* Task description *
Retrieve each line that contains the word "balcony" from the entries below.
── Data to process ──
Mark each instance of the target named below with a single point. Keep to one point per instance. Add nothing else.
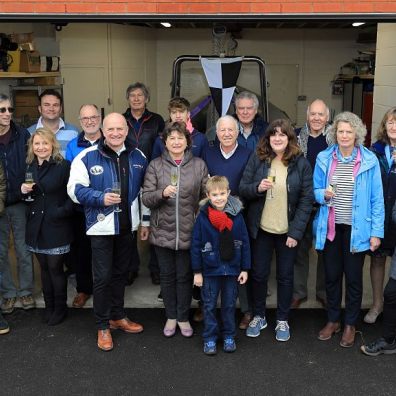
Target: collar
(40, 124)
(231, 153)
───
── Data to process ──
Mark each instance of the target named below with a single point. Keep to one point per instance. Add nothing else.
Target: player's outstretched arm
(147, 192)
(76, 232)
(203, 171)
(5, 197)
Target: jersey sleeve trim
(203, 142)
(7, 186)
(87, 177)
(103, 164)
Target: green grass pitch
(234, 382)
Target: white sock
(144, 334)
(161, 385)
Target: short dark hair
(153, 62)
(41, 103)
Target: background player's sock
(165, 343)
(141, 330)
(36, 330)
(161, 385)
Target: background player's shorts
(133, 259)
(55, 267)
───
── Data to process ──
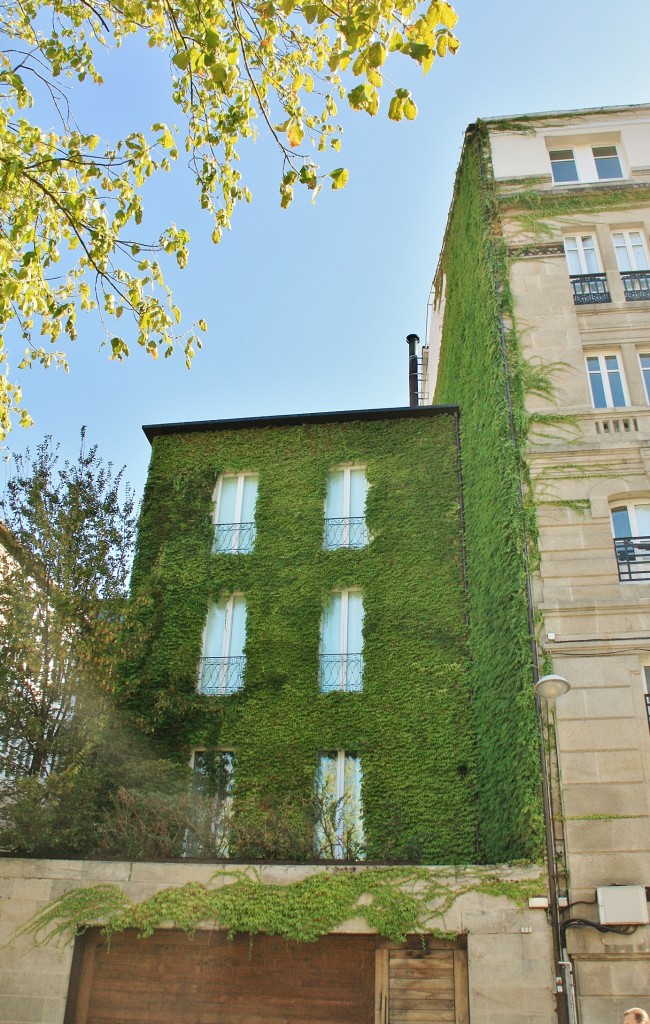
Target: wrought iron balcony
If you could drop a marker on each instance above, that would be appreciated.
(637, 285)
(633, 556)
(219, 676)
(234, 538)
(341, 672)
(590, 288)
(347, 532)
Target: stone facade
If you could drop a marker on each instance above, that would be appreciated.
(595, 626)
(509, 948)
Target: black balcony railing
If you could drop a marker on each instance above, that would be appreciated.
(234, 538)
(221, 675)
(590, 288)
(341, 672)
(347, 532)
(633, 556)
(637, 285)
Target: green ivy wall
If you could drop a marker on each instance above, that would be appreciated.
───
* Solution *
Target: wrought iron balcony
Target: black balcony railing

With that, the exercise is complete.